## [Region pointing data]
▬▬▬▬▬▬

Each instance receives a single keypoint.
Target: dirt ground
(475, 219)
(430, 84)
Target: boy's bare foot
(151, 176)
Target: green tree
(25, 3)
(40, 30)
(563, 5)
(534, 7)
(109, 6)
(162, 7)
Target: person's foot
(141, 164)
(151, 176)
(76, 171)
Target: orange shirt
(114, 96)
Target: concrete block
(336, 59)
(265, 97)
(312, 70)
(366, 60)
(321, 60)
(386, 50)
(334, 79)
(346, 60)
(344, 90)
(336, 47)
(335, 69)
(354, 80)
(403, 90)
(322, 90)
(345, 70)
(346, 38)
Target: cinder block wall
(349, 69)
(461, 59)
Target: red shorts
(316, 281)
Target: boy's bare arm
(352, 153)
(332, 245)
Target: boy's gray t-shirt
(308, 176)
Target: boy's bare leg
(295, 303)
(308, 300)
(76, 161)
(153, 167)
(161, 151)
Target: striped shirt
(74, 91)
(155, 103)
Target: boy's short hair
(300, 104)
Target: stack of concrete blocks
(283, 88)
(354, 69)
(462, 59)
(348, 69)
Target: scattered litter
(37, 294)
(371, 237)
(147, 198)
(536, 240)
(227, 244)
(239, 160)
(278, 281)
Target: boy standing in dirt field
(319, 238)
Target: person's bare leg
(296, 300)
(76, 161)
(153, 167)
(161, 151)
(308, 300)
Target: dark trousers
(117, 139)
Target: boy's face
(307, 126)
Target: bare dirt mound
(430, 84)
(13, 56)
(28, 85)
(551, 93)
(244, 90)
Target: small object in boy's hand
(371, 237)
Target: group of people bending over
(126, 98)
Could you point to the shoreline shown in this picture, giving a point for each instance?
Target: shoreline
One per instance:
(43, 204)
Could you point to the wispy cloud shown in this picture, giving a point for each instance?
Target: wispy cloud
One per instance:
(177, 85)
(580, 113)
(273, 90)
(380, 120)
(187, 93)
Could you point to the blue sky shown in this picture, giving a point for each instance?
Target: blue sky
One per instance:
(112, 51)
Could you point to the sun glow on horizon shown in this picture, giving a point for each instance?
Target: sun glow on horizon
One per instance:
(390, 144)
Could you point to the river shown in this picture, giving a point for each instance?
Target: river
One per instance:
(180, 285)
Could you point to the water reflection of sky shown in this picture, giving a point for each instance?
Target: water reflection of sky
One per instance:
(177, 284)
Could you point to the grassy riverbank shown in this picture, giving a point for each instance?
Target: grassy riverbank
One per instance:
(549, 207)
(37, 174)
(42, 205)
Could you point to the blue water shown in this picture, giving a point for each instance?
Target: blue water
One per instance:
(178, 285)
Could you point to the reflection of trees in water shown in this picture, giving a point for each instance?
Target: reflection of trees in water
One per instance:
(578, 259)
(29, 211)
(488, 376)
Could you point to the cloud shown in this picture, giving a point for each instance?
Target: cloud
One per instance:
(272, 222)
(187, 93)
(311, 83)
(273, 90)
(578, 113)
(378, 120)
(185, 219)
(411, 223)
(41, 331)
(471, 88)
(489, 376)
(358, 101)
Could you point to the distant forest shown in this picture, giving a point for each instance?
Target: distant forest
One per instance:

▬▬▬▬▬▬

## [TASK STATEMENT]
Find all lines in the records that hold the word "shown". Copy them.

## [TASK ANSWER]
Could you point to the shoreline shown in this picture, giving a point for each instance?
Could you point to the wispy cloud shown in this picture, giving a point for each instance?
Could you point to the blue sky shown in this picture, giving a point for each instance?
Could you point to the sun glow on horizon shown in this picture, giving a point for each instance?
Could you point to the river shown in this picture, giving a point for each instance?
Could you point to the water reflection of sky shown in this picture, giving a point for each instance?
Could you point to the grassy riverbank shown in this picture, giving a point for each instance?
Could you point to the blue water shown in this picture, giving a point for each instance?
Could you point to the reflection of trees in water shown in this picture, giving a point for each instance?
Could you point to the cloud shown in this picture, giving a point for each instance?
Could you point to the distant forest shown in this picture, giving a point for each instance?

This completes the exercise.